FRAGMENTO DE TEXTO ::
────────────────
La mayoría de las personas que no creen en la depresión tampoco creen en tomar medicamentos para ello. Sus advertencias abarcaron desde una reserva consciente hasta el franco temor de que me hiciera adicta a las píldoras y me volviera un zombi. En vez de tomar fármacos —decían—, “¿por qué no tratas de hacer más de las cosas que disfrutas hacer?”.
“Cuida tu jardín”.
“Encuentra un proyecto, algo a qué dedicar tu atención”.
“Lee el libro El secreto”.
Váyanse al diablo.
Estos remedios condescendientes (El secreto, ¿en serio?) me hacían enfurecer, como si no fuera feliz porque no lo había intentado lo suficiente.
Muchas personas reaccionaron a la noticia de mi depresión de la misma forma que yo: “¿¡Estás deprimida!? ¿Tú? ¿Stephanie Gallman? ¡Pero si eres una de las personas más alegres que conozco! ¡Juegas con los Hula-Hoop en Walmart! (En efecto, juego con los Hula-Hoop cada vez que voy a Walmart).
Estas son las personas a las que quería abrazar; me hicieron sentir como si no me hubiera transformado en una persona negativa.
Es cierto, al mundo exterior le parece que soy feliz. Me doy cuenta de que esto es difícil de entender, incluso para mí, pero estoy feliz la mayor parte del tiempo. Estoy terriblemente consciente de lo bendecida que es mi vida y expreso mi gratitud a diario. He trabajado duro para no dejar que lo que pasa en mi interior afecte la forma en la que me proyecto al exterior.
Supongo que podrías decir que me he vuelto una chica que por fuera juega con los Hula-Hoop en Walmart y que por dentro solo quiero acurrucarme en la cama; hasta ahora, la depresión había sido mi sucio secretito.
────────────────
DATOS SIN PROCESAR ::
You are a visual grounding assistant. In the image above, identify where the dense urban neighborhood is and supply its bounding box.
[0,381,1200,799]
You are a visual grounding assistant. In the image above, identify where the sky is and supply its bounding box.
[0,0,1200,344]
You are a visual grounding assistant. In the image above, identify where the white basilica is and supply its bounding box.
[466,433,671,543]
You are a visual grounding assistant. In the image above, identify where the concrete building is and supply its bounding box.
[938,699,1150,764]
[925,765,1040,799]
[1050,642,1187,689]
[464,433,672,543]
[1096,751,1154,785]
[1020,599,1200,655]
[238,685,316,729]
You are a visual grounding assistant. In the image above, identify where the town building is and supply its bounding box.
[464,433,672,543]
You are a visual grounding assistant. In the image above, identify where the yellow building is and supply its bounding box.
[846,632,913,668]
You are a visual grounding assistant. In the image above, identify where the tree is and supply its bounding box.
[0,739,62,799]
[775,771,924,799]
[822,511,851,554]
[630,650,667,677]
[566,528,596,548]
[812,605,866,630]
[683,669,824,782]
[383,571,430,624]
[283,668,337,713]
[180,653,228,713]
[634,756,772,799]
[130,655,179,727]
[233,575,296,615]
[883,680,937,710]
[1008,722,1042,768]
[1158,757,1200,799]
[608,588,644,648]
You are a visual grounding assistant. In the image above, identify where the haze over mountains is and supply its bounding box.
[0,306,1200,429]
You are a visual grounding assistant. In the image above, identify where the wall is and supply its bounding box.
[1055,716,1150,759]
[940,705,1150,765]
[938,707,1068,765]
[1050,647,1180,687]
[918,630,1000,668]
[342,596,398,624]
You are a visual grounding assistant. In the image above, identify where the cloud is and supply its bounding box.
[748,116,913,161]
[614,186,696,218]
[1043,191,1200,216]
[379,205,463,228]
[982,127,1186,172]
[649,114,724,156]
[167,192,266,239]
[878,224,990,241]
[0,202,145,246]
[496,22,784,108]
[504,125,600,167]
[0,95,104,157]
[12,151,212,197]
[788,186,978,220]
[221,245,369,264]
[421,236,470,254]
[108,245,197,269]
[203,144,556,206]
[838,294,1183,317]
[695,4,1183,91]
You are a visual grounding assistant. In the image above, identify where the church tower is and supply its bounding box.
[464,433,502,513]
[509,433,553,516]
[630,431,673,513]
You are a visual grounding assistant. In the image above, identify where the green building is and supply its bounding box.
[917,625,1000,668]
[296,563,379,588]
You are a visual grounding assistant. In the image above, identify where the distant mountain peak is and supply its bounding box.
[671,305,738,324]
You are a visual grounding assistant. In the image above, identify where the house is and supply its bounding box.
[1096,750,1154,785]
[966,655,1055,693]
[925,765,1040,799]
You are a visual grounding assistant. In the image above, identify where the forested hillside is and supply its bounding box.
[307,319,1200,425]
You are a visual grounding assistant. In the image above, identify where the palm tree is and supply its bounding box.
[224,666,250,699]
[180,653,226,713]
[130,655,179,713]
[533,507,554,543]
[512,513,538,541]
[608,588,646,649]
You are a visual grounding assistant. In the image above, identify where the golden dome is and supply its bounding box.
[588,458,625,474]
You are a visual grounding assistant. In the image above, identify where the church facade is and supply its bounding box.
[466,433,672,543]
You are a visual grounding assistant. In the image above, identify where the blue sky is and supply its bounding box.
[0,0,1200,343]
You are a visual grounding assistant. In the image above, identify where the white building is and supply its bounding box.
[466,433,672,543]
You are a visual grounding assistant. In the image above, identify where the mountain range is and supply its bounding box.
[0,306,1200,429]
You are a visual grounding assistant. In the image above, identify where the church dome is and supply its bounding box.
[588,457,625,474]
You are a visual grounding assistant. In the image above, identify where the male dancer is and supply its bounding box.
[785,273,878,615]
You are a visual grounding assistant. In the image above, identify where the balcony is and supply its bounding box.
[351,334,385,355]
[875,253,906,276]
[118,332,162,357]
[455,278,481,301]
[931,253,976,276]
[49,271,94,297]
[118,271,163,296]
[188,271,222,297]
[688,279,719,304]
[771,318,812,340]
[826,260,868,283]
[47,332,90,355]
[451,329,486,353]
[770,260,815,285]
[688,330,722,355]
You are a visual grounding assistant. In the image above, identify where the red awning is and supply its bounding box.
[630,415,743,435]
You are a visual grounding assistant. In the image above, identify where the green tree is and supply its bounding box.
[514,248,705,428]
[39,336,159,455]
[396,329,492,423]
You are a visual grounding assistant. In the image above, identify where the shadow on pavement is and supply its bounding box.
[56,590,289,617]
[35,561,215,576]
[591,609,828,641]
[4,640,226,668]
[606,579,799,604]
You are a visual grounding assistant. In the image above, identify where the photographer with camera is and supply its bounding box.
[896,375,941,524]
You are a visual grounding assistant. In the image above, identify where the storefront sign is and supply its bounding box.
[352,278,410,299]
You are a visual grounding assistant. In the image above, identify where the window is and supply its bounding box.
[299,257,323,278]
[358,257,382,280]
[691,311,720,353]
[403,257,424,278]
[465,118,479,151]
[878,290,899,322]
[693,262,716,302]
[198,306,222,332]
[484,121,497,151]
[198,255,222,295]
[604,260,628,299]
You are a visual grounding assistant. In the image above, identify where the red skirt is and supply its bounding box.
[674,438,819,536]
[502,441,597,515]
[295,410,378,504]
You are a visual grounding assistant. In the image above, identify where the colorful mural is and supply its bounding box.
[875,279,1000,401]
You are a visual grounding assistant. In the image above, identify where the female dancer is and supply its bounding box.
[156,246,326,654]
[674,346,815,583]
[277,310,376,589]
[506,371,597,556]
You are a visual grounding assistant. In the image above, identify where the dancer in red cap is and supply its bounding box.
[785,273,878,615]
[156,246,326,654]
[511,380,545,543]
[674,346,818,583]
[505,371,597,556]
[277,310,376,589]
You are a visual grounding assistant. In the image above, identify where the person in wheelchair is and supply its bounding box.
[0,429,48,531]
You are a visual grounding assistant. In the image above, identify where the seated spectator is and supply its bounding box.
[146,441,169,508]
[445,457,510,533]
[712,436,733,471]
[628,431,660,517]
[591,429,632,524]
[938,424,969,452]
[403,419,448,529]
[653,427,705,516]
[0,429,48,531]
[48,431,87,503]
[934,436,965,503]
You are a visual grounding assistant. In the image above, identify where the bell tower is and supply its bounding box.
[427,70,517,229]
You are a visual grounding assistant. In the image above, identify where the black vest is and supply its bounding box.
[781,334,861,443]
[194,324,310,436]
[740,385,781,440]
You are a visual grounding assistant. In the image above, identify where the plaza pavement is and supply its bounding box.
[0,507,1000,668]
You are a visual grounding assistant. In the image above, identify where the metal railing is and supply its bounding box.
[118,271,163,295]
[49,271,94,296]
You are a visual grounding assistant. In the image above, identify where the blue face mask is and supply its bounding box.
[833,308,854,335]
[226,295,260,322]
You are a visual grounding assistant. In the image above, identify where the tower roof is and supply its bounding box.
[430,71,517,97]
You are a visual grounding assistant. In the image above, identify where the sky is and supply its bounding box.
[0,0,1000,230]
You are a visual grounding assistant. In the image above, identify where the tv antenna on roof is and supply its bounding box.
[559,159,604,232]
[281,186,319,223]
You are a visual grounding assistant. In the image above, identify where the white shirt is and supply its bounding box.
────────────────
ACCIÓN REQUERIDA :: En el fragmento sobre la depresión, ¿qué libro le recomendaron leer a Stephanie Gallman? Para esta tarea no hace falta consultar el material.

RESPUESTA ESPERADA :: El secreto.